- PROBLEM TO WORK ON: Number of lines with the string "coordinates" in the entries below: report it, and nothing besides.

[Saved entries]
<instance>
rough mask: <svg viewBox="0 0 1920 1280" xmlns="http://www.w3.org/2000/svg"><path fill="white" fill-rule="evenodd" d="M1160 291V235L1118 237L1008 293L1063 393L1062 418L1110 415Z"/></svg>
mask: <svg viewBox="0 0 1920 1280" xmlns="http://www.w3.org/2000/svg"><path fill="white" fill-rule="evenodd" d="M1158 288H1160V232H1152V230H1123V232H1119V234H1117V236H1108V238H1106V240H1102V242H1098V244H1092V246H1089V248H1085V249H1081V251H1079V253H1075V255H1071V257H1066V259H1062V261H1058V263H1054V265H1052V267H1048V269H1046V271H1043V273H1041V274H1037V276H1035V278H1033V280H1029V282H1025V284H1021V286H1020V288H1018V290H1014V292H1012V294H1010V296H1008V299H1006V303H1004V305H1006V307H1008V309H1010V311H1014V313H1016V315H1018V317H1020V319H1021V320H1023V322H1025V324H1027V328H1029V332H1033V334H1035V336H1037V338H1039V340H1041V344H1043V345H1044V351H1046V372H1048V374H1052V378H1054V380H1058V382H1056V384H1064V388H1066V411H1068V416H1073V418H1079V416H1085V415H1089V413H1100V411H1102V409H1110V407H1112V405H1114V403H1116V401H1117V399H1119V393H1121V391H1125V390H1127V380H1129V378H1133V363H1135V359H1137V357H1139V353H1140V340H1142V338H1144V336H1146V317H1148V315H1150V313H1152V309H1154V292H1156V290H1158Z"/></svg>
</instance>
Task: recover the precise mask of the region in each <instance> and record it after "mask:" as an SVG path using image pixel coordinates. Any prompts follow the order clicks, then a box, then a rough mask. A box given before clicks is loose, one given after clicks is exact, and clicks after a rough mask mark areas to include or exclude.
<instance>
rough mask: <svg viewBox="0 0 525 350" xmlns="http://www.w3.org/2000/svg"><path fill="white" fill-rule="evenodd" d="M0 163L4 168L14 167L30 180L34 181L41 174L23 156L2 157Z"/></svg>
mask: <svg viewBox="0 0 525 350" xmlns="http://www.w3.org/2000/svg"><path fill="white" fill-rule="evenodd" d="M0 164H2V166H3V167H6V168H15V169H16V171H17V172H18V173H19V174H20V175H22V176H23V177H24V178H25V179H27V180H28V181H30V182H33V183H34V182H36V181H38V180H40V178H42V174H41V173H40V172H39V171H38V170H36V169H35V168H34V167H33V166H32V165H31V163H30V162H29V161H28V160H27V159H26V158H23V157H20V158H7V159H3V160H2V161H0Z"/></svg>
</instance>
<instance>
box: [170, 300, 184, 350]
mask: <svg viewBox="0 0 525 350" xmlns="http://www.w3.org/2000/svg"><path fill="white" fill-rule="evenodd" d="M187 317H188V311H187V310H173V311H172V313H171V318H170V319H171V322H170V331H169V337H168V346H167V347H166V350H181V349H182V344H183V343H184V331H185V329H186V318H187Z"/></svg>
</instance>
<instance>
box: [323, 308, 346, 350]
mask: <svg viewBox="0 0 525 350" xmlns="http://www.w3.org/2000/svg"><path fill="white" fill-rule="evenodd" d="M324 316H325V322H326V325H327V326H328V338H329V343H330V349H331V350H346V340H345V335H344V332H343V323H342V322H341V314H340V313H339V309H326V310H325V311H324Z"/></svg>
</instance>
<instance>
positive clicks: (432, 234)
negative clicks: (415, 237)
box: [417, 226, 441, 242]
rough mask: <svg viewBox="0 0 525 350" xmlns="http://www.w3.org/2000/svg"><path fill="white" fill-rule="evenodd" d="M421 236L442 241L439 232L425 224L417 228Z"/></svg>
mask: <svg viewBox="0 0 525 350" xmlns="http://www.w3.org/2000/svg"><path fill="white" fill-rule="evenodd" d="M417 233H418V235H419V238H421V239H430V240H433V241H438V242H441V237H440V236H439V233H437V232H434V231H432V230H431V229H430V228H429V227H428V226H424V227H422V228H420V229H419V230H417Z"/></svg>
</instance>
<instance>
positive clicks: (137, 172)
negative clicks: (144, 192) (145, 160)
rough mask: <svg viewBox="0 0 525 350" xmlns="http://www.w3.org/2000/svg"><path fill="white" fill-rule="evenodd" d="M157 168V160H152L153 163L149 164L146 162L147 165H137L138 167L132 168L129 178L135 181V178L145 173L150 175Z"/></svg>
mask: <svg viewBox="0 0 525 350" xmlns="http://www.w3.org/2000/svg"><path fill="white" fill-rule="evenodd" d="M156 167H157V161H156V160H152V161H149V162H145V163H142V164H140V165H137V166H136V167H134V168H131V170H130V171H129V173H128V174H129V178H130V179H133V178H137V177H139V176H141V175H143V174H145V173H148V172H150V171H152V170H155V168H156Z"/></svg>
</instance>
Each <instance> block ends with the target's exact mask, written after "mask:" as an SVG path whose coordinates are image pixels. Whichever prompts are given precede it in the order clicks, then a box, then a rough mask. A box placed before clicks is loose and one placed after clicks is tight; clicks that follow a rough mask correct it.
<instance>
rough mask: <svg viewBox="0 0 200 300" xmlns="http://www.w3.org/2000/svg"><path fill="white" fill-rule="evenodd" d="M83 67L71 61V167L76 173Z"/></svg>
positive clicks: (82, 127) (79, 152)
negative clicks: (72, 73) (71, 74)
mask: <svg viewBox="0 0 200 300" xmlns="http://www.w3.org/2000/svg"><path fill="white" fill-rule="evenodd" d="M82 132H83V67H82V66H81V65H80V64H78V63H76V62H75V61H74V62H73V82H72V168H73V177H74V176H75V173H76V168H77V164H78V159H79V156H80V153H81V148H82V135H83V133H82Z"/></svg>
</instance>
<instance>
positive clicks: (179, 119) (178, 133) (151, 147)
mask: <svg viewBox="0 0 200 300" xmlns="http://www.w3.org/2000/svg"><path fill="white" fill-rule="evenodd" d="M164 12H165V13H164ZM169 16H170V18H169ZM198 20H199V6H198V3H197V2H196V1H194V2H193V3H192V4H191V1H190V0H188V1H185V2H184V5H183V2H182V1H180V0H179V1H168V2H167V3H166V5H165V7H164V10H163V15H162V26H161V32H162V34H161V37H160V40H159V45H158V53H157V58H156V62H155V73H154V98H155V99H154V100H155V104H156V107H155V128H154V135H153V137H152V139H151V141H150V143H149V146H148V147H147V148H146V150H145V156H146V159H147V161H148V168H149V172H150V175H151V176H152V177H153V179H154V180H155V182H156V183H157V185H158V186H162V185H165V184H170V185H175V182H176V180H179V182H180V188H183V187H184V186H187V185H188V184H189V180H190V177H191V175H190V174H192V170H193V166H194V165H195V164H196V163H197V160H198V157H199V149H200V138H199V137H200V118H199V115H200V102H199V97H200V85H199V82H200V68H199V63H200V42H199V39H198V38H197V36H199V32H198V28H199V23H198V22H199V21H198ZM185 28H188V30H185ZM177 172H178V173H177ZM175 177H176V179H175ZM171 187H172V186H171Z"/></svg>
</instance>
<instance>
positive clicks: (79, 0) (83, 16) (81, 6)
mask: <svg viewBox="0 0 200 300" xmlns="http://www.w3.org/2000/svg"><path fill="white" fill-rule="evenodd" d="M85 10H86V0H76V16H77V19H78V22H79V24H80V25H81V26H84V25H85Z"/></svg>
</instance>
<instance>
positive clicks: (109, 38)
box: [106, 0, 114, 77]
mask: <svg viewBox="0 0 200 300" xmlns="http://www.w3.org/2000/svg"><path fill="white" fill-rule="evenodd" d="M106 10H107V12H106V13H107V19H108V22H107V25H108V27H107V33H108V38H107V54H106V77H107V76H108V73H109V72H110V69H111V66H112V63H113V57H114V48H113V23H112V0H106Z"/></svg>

- ANSWER SPACE: 2